Extrait:
=-=-=-=-=

Mais avant que cette nouvelle construction intersubjective puisse remplir la tâche qui lui est impartie et rompre le cercle de la conscience de soi, il faut qu’elle remplisse encore une autre condition, que Fichte n’évoque d’abord qu’à la marge de son texte. Si nous ne voulons plus envisager l’acte d’autodétermination — que l’individu cherche à reproduire consciemment pour s’assurer de sa propre subjectivité — comme opposition à un objet, mais comme réaction à un autre sujet, alors la prise de conscience exigée ne peut réussir que si l’on suppose que ce deuxième sujet détermine le premier à la liberté : entre les deux sujets qui se rencontrent, il doit s’établir une relation réciproque de telle nature que le premier se trouve exhorté par le deuxième à faire usage de sa propre liberté d’autoposition. C’est une telle forme d’intersubjectivité que Fichte a en vue quand il utilise dans son texte pour la première fois, comme en passant, le concept d’« appel » : « Les deux caractères [la subjectivité et l’objectivité] sont parfaitement conciliés, si nous nous représentons une détermination du sujet à l’autodétermination, un appel à se décider à agir causalement. » (p. 48) Quelques phrases plus loin, Fichte indique la raison pour laquelle il est convaincu que l’hypothèse d’un tel « appel » rendrait superflu le recours infini au passé : « Il [le sujet] reçoit le concept de sa causalité libre, non pas comme quelque chose qui est dans le moment présent, car ce serait une véritable contradiction, mais comme quelque chose qui doit être dans l’avenir. » (p. 49)

C’est manifestement cette dernière demi-phrase qui contient la clé dont Fichte se promet la résolution du cercle décrit ; mais pour comprendre dans quelle mesure la dimension future de l’appel est bien susceptible de produire l’effet recherché, il ne sera pas inutile de refaire brièvement tout le parcours de l’argumentation fichtéenne. Nous avons vu que le philosophe, dans sa déduction de la conscience de soi d’individus finis, tombe dans un cercle aussi longtemps qu’il se cantonne aux actes de conscience de ces individus eux-mêmes. Car supposer qu’un individu, au moment même où il détermine librement ses buts, est aussi en mesure de se les représenter sur le mode réflexif et d’accéder ainsi à la conscience de sa propre subjectivité, renvoie inévitablement à une autoposition préalable, indéfiniment reconduite. C’est pourquoi il faut, comme Fichte l’établit à juste titre, un « choc extérieur », qui permettra à l’individu de se représenter pour la première fois sa propre activité autonome au moment même où il se rapporte à un objet qui la limite ; mais un tel objet, qui désamorce la régression à l’infini, parce qu’il impose par lui-même au sujet pour la première fois une représentation de sa propre liberté, ne peut être qu’un autre sujet, entrant avec le premier dans un certain genre de communication. La forme particulière de cette « libre causalité réciproque », qui remplace ainsi l’opposition sujet/objet de la première tentative de déduction, Fichte la décrit provisoirement à l’aide du concept d’« appel » : le premier sujet se sent appelé par son vis-à-vis à déployer une activité autonome, de sorte qu’il ne peut réagir à son tour, au moment de préparer sa propre réponse, qu’en s’assurant simultanément de sa propre liberté.

=-=-=-=-=

Entrées:

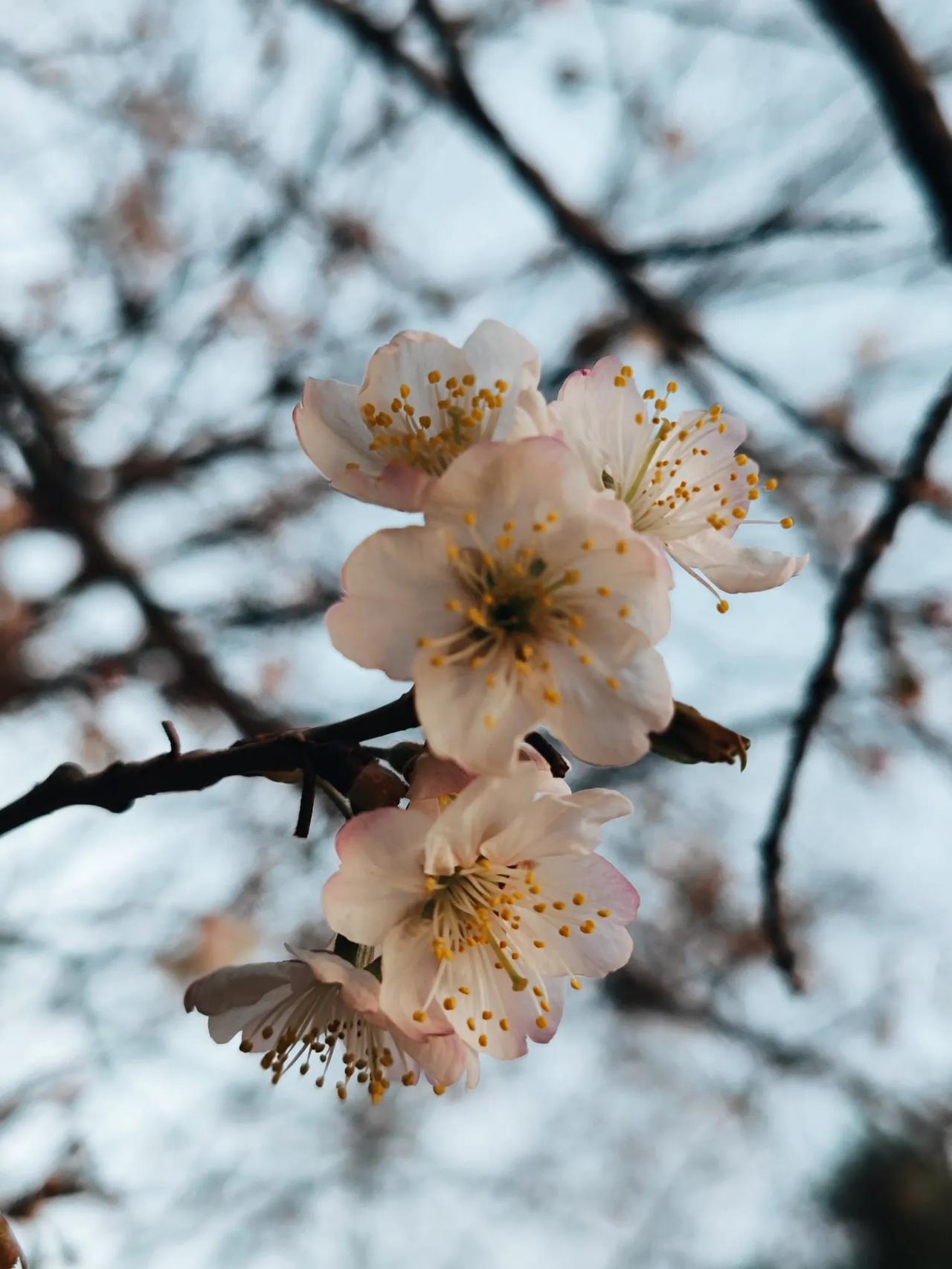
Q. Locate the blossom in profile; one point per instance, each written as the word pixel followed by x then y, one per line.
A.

=-=-=-=-=

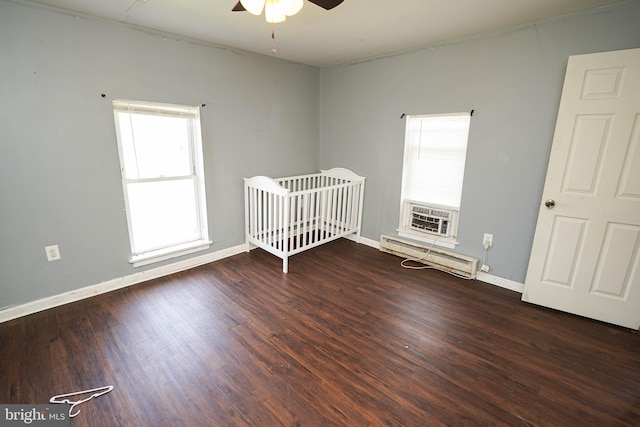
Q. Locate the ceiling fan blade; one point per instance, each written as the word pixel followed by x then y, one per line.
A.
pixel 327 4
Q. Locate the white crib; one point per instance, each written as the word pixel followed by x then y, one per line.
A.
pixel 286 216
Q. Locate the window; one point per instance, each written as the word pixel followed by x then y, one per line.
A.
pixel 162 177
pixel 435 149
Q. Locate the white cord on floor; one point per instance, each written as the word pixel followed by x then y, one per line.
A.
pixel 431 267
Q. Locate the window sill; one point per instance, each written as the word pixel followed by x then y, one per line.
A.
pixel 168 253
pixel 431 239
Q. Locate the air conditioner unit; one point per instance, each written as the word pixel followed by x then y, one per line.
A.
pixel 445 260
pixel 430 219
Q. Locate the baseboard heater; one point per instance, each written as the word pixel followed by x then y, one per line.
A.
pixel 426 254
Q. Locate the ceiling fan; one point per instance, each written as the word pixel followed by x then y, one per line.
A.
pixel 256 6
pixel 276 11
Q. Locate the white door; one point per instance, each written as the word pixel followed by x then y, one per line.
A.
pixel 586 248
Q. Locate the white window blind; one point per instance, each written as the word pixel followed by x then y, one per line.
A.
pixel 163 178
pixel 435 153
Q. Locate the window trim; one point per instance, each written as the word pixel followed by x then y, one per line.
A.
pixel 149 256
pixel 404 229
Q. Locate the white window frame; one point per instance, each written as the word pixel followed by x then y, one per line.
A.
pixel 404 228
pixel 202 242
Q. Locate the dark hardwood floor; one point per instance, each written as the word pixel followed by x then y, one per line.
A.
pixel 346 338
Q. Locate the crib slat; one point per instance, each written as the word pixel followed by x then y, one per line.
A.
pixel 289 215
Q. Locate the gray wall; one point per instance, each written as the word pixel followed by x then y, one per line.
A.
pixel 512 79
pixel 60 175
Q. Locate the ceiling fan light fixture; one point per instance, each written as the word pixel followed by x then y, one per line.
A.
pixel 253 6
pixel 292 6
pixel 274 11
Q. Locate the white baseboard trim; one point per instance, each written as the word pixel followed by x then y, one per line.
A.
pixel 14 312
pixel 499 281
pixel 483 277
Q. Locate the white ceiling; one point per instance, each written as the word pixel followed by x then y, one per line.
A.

=-=-=-=-=

Exercice 1:
Répondez à ces questions sur l'extrait :
(a) Quel concept Fichte emploie-t-il pour la première fois, comme en passant ?
(b) D'après la citation de la page 49, comment le sujet reçoit-il le concept de sa causalité libre ?
(c) De quoi l'individu a-t-il besoin, selon Fichte, pour se représenter pour la première fois sa propre activité autonome ?
Exercice 2:
Sélectionnez toutes les lignes des entrées où figure le mot « floor », et recopiez-les.

Corrigé 1:
(a) Le concept d'« appel ».
(b) Comme quelque chose qui doit être dans l'avenir, et non comme quelque chose qui est dans le moment présent.
(c) D'un « choc extérieur ».

Corrigé 2:
Q. Locate the white cord on floor; one point per instance, each written as the word pixel followed by x then y, one per line.
Q. Locate the dark hardwood floor; one point per instance, each written as the word pixel followed by x then y, one per line.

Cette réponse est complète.